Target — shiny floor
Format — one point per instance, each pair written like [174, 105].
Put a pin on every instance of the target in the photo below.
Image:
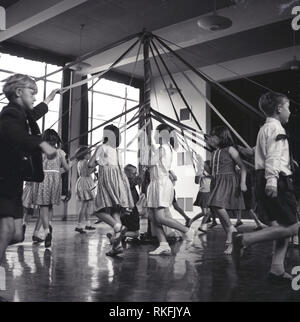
[77, 269]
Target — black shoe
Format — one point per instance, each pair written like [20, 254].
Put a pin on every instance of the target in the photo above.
[2, 299]
[90, 228]
[24, 230]
[279, 279]
[115, 251]
[48, 240]
[238, 223]
[80, 230]
[36, 239]
[188, 222]
[214, 223]
[237, 243]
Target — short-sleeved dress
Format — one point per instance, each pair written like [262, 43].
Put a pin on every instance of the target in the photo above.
[160, 192]
[48, 192]
[204, 191]
[113, 187]
[225, 186]
[84, 187]
[27, 197]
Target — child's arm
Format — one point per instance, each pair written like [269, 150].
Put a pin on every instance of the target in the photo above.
[173, 176]
[65, 165]
[92, 161]
[237, 159]
[273, 162]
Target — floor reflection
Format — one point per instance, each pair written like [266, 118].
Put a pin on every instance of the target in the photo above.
[76, 269]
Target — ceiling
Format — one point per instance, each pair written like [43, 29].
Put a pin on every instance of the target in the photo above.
[260, 39]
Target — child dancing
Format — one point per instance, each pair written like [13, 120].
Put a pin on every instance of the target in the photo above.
[113, 194]
[160, 192]
[226, 185]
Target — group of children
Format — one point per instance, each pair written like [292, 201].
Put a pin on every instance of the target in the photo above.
[224, 187]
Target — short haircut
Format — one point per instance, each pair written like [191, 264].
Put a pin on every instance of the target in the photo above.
[268, 102]
[224, 135]
[52, 137]
[111, 135]
[18, 81]
[81, 152]
[172, 134]
[128, 166]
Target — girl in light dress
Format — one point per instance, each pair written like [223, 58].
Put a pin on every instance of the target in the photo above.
[113, 192]
[48, 193]
[160, 192]
[84, 190]
[226, 186]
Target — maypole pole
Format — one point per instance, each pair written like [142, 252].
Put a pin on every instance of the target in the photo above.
[145, 115]
[145, 109]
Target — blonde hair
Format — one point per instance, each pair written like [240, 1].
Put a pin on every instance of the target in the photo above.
[18, 81]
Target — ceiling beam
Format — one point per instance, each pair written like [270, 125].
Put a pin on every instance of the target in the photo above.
[44, 14]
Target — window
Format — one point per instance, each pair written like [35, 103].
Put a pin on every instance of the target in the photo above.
[185, 203]
[10, 65]
[184, 114]
[184, 158]
[106, 100]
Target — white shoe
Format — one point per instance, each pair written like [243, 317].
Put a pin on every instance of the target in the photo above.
[161, 250]
[189, 235]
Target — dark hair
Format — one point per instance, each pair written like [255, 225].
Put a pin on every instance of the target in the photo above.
[81, 152]
[268, 102]
[224, 135]
[52, 137]
[128, 166]
[114, 138]
[173, 138]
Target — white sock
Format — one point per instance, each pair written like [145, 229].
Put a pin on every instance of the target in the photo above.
[164, 244]
[2, 279]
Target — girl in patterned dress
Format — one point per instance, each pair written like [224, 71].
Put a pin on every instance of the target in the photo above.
[160, 193]
[27, 202]
[48, 193]
[84, 189]
[113, 194]
[226, 186]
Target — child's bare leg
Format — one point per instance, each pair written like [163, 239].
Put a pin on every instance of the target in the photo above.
[277, 266]
[89, 212]
[168, 221]
[201, 214]
[38, 224]
[181, 212]
[270, 233]
[44, 213]
[82, 211]
[228, 227]
[254, 216]
[163, 248]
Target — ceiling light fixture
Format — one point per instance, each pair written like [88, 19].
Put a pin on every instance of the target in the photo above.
[81, 65]
[214, 22]
[293, 64]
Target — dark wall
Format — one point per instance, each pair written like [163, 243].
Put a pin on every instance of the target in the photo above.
[287, 82]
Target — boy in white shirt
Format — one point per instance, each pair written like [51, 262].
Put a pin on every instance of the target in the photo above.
[274, 186]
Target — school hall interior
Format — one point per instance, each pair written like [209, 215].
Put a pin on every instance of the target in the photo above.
[135, 64]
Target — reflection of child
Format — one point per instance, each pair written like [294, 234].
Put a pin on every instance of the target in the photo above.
[84, 190]
[173, 178]
[132, 220]
[203, 195]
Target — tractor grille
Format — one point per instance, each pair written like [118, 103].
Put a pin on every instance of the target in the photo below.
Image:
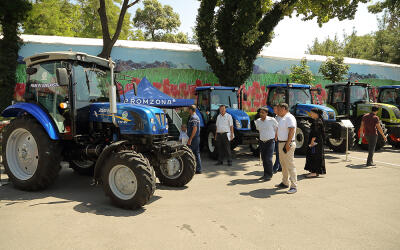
[158, 116]
[244, 123]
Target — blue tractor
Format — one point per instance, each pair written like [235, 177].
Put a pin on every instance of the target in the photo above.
[70, 116]
[208, 101]
[299, 99]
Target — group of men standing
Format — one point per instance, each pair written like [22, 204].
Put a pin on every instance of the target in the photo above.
[279, 137]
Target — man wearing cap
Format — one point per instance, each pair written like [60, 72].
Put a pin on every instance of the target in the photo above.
[224, 136]
[267, 127]
[287, 145]
[369, 126]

▶ [Directions]:
Output exactly the line containing "Target — man wearing cap" together with every line after it, ending at the final line of the entries.

▶ [Answer to this exercise]:
Target — man wearing cap
Format — one point per instance, each pair written like [60, 72].
Put a pin on every instance of the target in the photo above.
[224, 136]
[267, 127]
[287, 145]
[369, 126]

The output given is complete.